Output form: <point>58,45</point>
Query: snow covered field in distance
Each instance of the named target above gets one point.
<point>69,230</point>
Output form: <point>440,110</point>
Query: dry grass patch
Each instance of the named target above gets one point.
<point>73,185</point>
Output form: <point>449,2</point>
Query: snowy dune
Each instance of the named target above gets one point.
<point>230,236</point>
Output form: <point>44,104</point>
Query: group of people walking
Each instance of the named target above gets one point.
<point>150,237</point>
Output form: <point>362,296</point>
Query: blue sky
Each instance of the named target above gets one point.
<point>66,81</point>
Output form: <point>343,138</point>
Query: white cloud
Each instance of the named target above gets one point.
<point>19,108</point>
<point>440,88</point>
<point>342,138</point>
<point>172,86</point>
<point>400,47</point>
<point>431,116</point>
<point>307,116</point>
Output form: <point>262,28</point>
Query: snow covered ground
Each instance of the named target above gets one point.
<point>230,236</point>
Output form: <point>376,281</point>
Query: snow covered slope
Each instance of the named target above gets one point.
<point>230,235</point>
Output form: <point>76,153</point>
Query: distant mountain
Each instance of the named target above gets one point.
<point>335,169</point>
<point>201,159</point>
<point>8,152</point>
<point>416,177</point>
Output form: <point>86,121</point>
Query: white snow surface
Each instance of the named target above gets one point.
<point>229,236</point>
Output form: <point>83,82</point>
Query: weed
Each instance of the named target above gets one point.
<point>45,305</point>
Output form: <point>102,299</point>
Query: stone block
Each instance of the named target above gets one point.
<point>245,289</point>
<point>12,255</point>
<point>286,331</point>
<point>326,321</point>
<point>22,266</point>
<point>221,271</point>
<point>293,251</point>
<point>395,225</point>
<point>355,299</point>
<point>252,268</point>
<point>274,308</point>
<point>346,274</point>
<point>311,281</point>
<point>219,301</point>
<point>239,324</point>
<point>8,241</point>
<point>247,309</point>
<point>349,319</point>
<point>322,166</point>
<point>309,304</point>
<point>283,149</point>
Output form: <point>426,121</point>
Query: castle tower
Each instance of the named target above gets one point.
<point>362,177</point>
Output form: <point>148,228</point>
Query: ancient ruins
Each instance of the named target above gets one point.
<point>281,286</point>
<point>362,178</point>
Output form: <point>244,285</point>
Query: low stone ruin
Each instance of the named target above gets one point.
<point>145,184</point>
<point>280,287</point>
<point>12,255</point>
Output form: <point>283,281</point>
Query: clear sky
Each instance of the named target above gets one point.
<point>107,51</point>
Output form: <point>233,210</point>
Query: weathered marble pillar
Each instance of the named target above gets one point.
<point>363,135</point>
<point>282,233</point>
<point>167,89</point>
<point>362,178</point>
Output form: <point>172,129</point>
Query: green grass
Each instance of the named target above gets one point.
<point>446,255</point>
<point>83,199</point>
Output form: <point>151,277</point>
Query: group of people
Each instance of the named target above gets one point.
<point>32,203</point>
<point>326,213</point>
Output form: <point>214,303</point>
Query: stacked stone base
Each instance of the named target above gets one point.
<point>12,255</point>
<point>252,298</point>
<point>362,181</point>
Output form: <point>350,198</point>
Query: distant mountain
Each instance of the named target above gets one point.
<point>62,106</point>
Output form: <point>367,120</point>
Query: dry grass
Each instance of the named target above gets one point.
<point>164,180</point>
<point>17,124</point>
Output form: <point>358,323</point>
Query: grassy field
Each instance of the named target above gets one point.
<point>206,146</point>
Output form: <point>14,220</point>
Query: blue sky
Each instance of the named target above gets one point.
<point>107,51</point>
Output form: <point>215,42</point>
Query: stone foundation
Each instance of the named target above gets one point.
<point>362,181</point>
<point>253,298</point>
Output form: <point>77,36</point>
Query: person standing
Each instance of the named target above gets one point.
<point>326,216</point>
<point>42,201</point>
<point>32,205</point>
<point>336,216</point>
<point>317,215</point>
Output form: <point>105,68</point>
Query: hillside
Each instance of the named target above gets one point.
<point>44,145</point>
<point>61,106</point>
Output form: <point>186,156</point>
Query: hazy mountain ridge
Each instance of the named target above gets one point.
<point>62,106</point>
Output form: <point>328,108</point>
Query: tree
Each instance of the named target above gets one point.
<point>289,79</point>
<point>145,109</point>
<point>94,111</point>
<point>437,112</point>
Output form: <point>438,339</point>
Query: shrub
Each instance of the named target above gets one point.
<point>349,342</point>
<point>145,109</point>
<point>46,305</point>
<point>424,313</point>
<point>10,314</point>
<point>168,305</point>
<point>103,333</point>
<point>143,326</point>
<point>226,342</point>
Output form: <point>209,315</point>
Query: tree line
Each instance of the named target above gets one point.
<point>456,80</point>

**What to produce**
Reproduce all of the items above word for word, without changing a single character.

**Written solution**
Output form: <point>58,45</point>
Query: snow covered field in distance
Each instance of the named target above gets one point.
<point>69,230</point>
Output form: <point>440,110</point>
Query: dry grass patch
Each instance of the named target above gets one point.
<point>73,185</point>
Output form: <point>449,2</point>
Query: snowy dune
Each instance of the named target above gets one point.
<point>230,236</point>
Output form: <point>44,104</point>
Query: group of people walking
Each instance of the named target above gets one point.
<point>150,237</point>
Output form: <point>362,296</point>
Query: blue sky
Each instance of the named target above gets one point.
<point>66,81</point>
Output form: <point>343,138</point>
Query: white cloud
Each instance of the named target above gets one point.
<point>19,108</point>
<point>440,88</point>
<point>342,138</point>
<point>172,86</point>
<point>400,47</point>
<point>431,116</point>
<point>307,116</point>
Output form: <point>262,28</point>
Query: snow covered ground
Each instance of the named target above gets one point.
<point>230,236</point>
Output form: <point>376,281</point>
Query: snow covered slope
Each instance of the named target above gets one point.
<point>230,235</point>
Output form: <point>76,153</point>
Query: distant mountain
Each instance of the named target above gets one point.
<point>335,169</point>
<point>201,159</point>
<point>8,152</point>
<point>416,177</point>
Output form: <point>86,121</point>
Query: white snow surface
Each instance of the named target above gets one point.
<point>229,236</point>
Output form: <point>83,82</point>
Query: weed
Each instance of the named target above gets one point.
<point>45,305</point>
Output form: <point>102,299</point>
Query: stone block
Each instance of the named target above gets one point.
<point>245,289</point>
<point>12,255</point>
<point>286,331</point>
<point>326,321</point>
<point>22,266</point>
<point>221,271</point>
<point>293,251</point>
<point>395,225</point>
<point>355,299</point>
<point>252,268</point>
<point>274,308</point>
<point>346,274</point>
<point>311,281</point>
<point>219,301</point>
<point>239,324</point>
<point>8,241</point>
<point>247,309</point>
<point>349,319</point>
<point>322,166</point>
<point>309,304</point>
<point>283,149</point>
Output form: <point>426,121</point>
Query: castle tower
Each instance of the named target above gets one point.
<point>362,177</point>
Output form: <point>148,228</point>
Query: ancient ruins
Each instance of the named target above gets one point.
<point>281,286</point>
<point>362,178</point>
Output form: <point>244,285</point>
Query: low stone ruin
Each instance of the named target above gets one point.
<point>145,184</point>
<point>280,287</point>
<point>12,255</point>
Output form: <point>283,281</point>
Query: clear sky
Each instance of the named target above gets one point.
<point>107,51</point>
Output form: <point>233,210</point>
Query: weathered marble pillar
Each instance of the named target above gets one point.
<point>363,135</point>
<point>282,233</point>
<point>167,89</point>
<point>362,178</point>
Output form: <point>172,129</point>
Query: green grass
Each instance of the named target above gets one point.
<point>446,255</point>
<point>83,199</point>
Output form: <point>151,277</point>
Query: group of people
Each instance of the named target above gets one point.
<point>32,203</point>
<point>326,213</point>
Output form: <point>214,303</point>
Query: stacked stone base
Each instance of the named target above gets one point.
<point>12,255</point>
<point>252,298</point>
<point>362,181</point>
Output form: <point>350,198</point>
Query: distant mountain
Each instance of the named target above gets one point.
<point>62,106</point>
Output form: <point>367,120</point>
Query: dry grass
Each instance of the named target above gets one point.
<point>164,180</point>
<point>17,124</point>
Output form: <point>358,323</point>
Query: grassy field
Each instance of the named target above gets one point.
<point>206,146</point>
Output form: <point>14,220</point>
Query: blue sky
Each instance of the named target above gets one point.
<point>107,51</point>
Output form: <point>215,42</point>
Query: stone foundation
Each instance of the named target above gets one point.
<point>362,181</point>
<point>253,298</point>
Output form: <point>77,36</point>
Query: person standing
Each instance of the named target above gets one point.
<point>326,216</point>
<point>42,201</point>
<point>32,205</point>
<point>336,216</point>
<point>317,215</point>
Output form: <point>105,68</point>
Query: hillside
Each instance of the named target above gets one point.
<point>44,145</point>
<point>61,106</point>
Output form: <point>186,156</point>
Query: hazy mountain ridge
Each instance of the named target above gets one point.
<point>62,106</point>
Output form: <point>328,108</point>
Query: tree
Each instance of the named target above gets one point.
<point>289,79</point>
<point>145,109</point>
<point>94,111</point>
<point>437,112</point>
Output form: <point>438,339</point>
Query: shrub
Each instance of the named target above gets one point.
<point>349,342</point>
<point>145,109</point>
<point>46,305</point>
<point>424,313</point>
<point>10,314</point>
<point>168,305</point>
<point>103,333</point>
<point>143,326</point>
<point>226,342</point>
Output form: <point>209,315</point>
Query: tree line
Each instance of the named target above gets one point.
<point>456,80</point>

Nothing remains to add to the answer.